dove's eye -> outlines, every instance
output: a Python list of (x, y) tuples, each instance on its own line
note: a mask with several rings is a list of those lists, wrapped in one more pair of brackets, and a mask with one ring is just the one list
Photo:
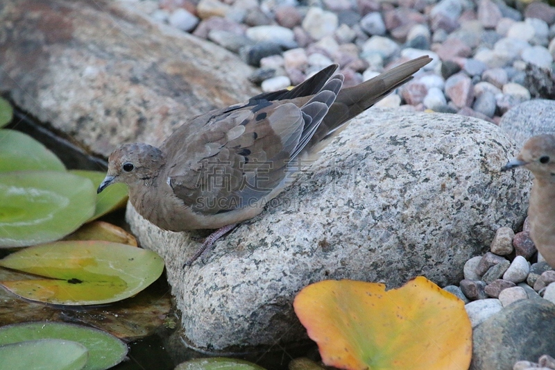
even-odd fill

-*-

**Aim**
Rewrite all of the material above, swapping every occurrence of "tuples" for "pairs" and leaving everything else unchanged. Omit the pictures.

**Exercise output**
dove's eye -> outlines, every instance
output: a Python list of (x, y) pairs, each instance on its own line
note: a mask with several rings is a list of those lists, wrapped in one more pair of brackets, and a mask with one ring is just the one list
Photo:
even-odd fill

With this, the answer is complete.